● TASK SET
[A] List every electorate that the commentary on Labour's election result names.
[B] Extend the commentary on Labour's election result by writing what comes after its last sentence.

Safe National seats saw majorities slashed. Labour over-turned Gerry Brownlee’s 8000 vote buffer in Ilam, but also cut the bluest of seats such as Selwyn from a majority of nearly 20,000 to just under 5000. Bay of Plenty went from 14,000 to 3472. Kaikoura from over 10,500 to 2282.

Some of that vote is a thanks for management of the Covid crisis. Some of that will represent a willingness for some action on some issues. I was speaking to one life-long National voter this weekend who voted Labour for the first time and said he was willing to see GDP lower and slower if Labour was prepared to really move on poverty reduction.

But many of those voters, having given up on Winston Peters and seeing National without a hope of winning, have opted for Labour as its own handbrake, ensuring the Greens don’t have the power to pull Labour further left. They have tried to build a moat for Labour, separating it from those on its left flank.

This unlikely coalition puts Labour in a bind for the next three years. It faces some tough choices on which master to serve. Its base or the new voters it has lured across the blue line? Does it listen to its loyalists and assume it is only borrowing some National voters for a few years or does it try to re-imagine itself as the social democratic centrist party of government? Does it want runs on the board for the poor and marginalised or does it want to build a legacy of power and lock in a third term and possibly a fourth term?

Yes, it can try to do a bit (or a lot) of both. But it’s hard to be all things to all people. That would take immense political skill.

This is the sort of tension that can tear at a party. Because the expectation from the left is now mammoth. Labour has made it clear that New Zealand First held it back on labour market reform and climate action, for example. Unfettered from Peters, will it now push hard on such issues? Within hours Greenpeace had a statement out saying the fresh government “has no good reason to put off action on nature and climate”.

● SUPPLIED ENTRIES
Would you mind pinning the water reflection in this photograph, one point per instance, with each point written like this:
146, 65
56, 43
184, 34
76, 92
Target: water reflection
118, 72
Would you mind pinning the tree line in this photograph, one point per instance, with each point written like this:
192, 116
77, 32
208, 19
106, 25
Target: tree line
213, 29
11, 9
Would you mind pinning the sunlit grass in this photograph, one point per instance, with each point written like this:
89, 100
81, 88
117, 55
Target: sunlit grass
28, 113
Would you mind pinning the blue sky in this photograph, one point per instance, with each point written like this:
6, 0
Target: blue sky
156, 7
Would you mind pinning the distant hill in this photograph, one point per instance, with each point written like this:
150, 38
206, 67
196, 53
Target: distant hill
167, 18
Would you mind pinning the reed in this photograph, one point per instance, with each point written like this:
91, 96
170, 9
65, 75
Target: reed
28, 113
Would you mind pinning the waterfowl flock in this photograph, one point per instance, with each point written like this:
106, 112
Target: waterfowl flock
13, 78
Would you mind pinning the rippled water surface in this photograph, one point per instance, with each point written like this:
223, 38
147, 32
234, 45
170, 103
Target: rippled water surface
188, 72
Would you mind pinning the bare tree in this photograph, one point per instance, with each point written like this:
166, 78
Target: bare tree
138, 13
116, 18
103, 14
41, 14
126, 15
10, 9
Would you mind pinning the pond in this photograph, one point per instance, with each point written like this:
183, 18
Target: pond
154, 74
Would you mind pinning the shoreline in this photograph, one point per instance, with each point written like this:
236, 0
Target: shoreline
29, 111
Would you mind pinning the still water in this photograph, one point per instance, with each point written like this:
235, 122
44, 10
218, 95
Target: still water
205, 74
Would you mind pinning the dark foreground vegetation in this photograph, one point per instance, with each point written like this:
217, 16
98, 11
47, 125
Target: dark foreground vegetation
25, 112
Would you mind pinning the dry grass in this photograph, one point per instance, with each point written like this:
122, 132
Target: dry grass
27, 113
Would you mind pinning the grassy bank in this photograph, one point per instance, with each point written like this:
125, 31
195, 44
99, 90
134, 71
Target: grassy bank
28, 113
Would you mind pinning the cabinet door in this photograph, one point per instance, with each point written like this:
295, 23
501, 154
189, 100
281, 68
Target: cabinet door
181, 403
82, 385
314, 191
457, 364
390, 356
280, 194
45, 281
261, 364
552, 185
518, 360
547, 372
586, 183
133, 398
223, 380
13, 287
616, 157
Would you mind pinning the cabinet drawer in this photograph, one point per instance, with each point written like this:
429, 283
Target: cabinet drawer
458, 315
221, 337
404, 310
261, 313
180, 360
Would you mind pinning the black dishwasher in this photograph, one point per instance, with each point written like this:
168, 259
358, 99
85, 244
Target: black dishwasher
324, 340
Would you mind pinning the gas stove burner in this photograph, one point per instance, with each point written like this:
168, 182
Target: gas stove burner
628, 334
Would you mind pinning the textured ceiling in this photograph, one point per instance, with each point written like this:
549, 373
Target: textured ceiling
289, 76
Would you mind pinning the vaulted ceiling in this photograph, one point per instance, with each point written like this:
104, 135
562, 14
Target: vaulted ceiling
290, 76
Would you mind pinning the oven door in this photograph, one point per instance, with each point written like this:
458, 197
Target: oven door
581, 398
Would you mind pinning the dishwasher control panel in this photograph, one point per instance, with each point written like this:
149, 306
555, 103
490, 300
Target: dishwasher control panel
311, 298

● TASK-BY-TASK RESULTS
[A] Ilam, Selwyn, Bay of Plenty, Kaikoura

[B]
"With Winston Peters and his party gone," said former Greens leader Russel Norman, "we expect to see immediate moves to tackle agricultural climate pollution, to invest in rail and cycleways, and to protect the oceans from overfishing."

But Labour’s manifesto tells another story. Yes it has some commitments on labour reform for the traditional Labour folk, but its promises are limited, its direction of travel timid, even on the likes of poverty and climate. Dare it try housing again? If it goes ‘further and faster’, it will quickly lose its new converts. The very converts that have given it a majority.

In that sense, while the numbers look like a massive result for the progressive end of politics in NZ, in fact those folk didn’t give the Greens enough. Those who voted Labour, assuming they would work with the Greens regardless and take on the Greens’ ‘farther and faster’ mantra even from a position of strength, could well be disappointed.

Ardern and Robertson have shown themselves to be as cautious as they are astute in reading mandates. Judge them by their deeds. If the first term is anything to go by, they will be reading this result (without the Greens having the balance of power) as a mandate for more of the same, not for a bold second term transformation. While the Greens keep saying how “stoked” they are and Auckland Central does give them a huge base to build on if Chloe Swabrick is prepared to devote herself to the city and the cause, in part of their hearts they must be gutted. They were so close to real power; in truth they are now neutered.

In short, some of its supporters now want the do-little status quo and some want the promised transformation. Ardern has promised both and now has to find a way to walk the line without falling over-board.

Whichever way they play it, the pressure will come on them. There is much water, as the poem says, but is it water they can use to explore new horizons or is it steady as she goes? Could it even be such a flood of support it could sink the good ship Labour and Captain Ardern?

Congratulations Labour on being able to govern alone. But now you’ve got to govern alone.